Corporal Kucer and Deputy Strazdas arrived at the defendant’s residence at approximately 7:30 a.m. to question the defendant. Deputy Strazdas testified at trial that when he knocked on the front door of the defendant’s house, a man answered. This man identified himself as defendant’s “brother,” Nate Lawler, and invited Strazdas and Kucer to enter. The officers stayed in the entryw'ay while Lawler went to get the defendant. A few minutes later, defendant came from the bedroom area to the entryway, sat down on the steps facing the front door, and gave the officers his driver’s license for identification. He was wearing blue jeans and a dark T-shirt. Defendant did not appear to be disoriented or intoxicated, although Corporal Kucer noticed a smell of alcohol coming from the defendant.
Deputy Strazdas then told defendant he had come from the neighbor’s house, where a female had reported that defendant hit her in the head with a gun and attempted to assault her sexually. Defendant denied Gibson’s version of events, stating that when Gibson left his basement she tripped and fell arid bumped her head, and that he went to bed after Gibson ran out the door. Defendant further stated that he did not own a gun and that the officers “could look around” if they wanted to. Valeria Sutton also appeared at the entryway during this discussion and stated to the officers that defendant did not own a gun and they could look around if they wanted to.
Corporal Kucer and Deputy Joseph Eaton made a cursory search of the basement at that time. Corporal Kucer noticed smudges of blood on a wall leading to the basement, but discovered no blood on the steps. The officers were in the *36basement for 5 to 10 minutes and did not find a gun, but seized a film canister and two straws from the basement. Kucer told the other officers to search around the outside of the house to make sure the weapon had not been deposited outside.
Deputy Strazdas searched the kitchen area for a gun while the other two officers were in the basement. When Kucer and Eaton came back upstairs, Strazdas placed the defendant under arrest and handcuffed him. Corporal Kucer took defendant to the Sarpy County sheriff’s office.
Deputies Strazdas and Eaton stayed at the house and continued searching for a gun. Valeria Sutton was present in the kitchen when Strazdas went out a sliding glass door onto the deck or porch area of the house. He noticed a stack of bags containing “top soil or fertilizer or whatever” under the deck. After Strazdas moved some of the bags, he discovered an opened bag of charcoal briquettes. He looked in the bag of charcoal and found a purse. Strazdas opened the purse and found a “big wad of money” and “two white squares of some type of a substance in a little plastic bag.” Valeria Sutton then came out onto the deck and asked Strazdas what he was doing with her purse. Strazdas held the purse pending the arrival of Investigator Kenneth Benck from the sheriff’s office.
Deputy Strazdas met Investigator Benck outside when he arrived at the defendant’s house. Strazdas gave the purse to Benck and informed him that the incident involved a gun that was used to strike Gibson and that they were looking for the gun. Strazdas further informed Benck that they had performed a cursory search of the house, and, in order to do a more complete search, he wanted a consent-to-search form signed. Benck then entered the residence and explained the form to Mrs. Sutton. At approximately 9:04 a.m., Valeria Sutton signed the consent-to-search form, which states in part:
I do hereby authorize representative(s) of the Sarpy County Sheriff’s Department to search my residence (or other real estate) located at 14812 Edna St and/or my motor vehicle(s) (Namely) [all vehicles] presently parked or located at 14812EdnaSt.

- _Written instruction 1_: Decide whether each statement agrees with the court excerpt, answering yes or no and quoting the words of the excerpt that settle it: (a) The officers reached the residence at about 7:30 a.m. (b) The officers found a gun in the basement. (c) Valeria Sutton signed the consent-to-search form at about 9:04 a.m.
The court excerpt and the entries come from unrelated sources.

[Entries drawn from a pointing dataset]
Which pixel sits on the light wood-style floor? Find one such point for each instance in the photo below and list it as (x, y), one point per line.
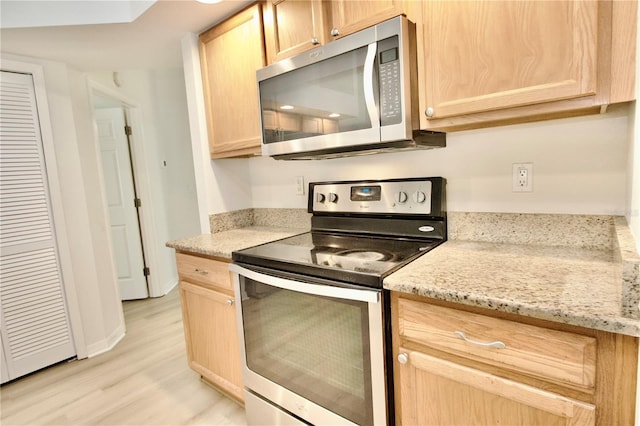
(144, 380)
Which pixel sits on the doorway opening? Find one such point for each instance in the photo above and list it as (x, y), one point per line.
(118, 140)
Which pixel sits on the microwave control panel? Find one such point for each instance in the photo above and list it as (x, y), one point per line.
(390, 78)
(402, 197)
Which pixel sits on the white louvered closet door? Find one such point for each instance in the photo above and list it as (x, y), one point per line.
(35, 322)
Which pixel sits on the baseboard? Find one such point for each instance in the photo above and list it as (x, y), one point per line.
(170, 285)
(105, 345)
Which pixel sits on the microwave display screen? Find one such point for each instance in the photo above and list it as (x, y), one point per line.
(389, 55)
(366, 193)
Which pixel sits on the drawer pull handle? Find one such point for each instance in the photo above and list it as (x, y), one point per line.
(497, 344)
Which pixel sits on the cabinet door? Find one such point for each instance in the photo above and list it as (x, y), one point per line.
(211, 336)
(349, 16)
(292, 27)
(229, 82)
(433, 391)
(484, 56)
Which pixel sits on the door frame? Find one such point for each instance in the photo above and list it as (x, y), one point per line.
(56, 200)
(140, 175)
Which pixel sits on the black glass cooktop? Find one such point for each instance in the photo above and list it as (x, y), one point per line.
(363, 260)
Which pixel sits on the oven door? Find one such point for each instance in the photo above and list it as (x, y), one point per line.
(313, 350)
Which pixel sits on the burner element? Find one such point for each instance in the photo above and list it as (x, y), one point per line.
(366, 255)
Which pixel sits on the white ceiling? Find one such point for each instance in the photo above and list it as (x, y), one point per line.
(152, 40)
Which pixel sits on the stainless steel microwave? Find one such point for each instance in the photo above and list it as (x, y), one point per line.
(352, 96)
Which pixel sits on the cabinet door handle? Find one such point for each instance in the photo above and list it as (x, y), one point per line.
(497, 344)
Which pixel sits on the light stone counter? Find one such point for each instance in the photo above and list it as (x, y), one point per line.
(244, 228)
(221, 244)
(588, 285)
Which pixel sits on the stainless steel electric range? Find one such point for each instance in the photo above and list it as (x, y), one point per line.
(313, 317)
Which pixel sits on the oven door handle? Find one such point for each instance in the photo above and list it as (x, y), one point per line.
(364, 295)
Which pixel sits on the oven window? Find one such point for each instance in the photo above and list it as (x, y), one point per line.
(315, 346)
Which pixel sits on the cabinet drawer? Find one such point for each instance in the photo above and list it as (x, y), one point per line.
(204, 271)
(557, 356)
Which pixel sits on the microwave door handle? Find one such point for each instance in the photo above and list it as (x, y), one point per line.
(369, 96)
(368, 296)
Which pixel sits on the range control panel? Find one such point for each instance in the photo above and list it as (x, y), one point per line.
(411, 196)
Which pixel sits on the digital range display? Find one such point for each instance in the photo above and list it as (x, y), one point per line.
(366, 193)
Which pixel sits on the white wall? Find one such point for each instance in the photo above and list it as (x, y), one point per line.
(633, 166)
(579, 167)
(160, 98)
(93, 274)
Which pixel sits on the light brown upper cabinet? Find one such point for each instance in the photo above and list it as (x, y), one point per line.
(488, 63)
(230, 54)
(294, 26)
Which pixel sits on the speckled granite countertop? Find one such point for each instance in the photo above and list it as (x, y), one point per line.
(221, 244)
(244, 228)
(574, 269)
(586, 285)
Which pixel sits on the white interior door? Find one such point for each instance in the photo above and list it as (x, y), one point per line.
(120, 193)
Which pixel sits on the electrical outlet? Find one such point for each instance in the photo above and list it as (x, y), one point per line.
(299, 185)
(522, 177)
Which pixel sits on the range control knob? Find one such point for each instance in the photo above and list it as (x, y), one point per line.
(419, 197)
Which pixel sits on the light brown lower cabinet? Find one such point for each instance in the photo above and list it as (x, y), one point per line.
(209, 318)
(462, 366)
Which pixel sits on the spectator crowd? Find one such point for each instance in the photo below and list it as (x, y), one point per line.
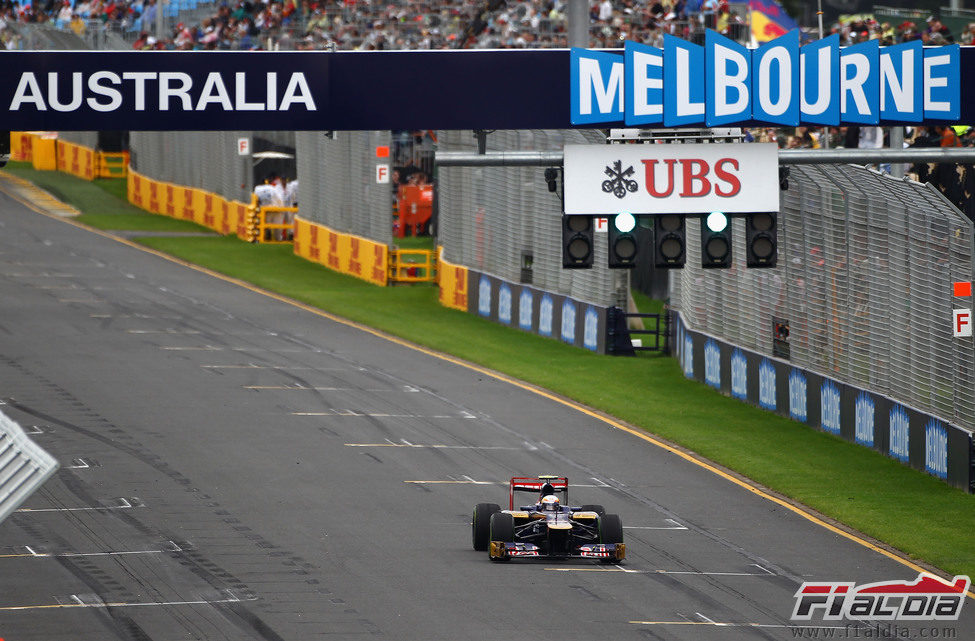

- _Written instruction 2_: State how many lines of the entries contain the string "display", treating case as significant, and give only that number.

- _Complete response 1_:
(a) Yes: "arrived at the defendant’s residence at approximately 7:30 a.m."
(b) No: "did not find a gun"
(c) Yes: "At approximately 9:04 a.m., Valeria Sutton signed the consent-to-search form"

- _Complete response 2_: 2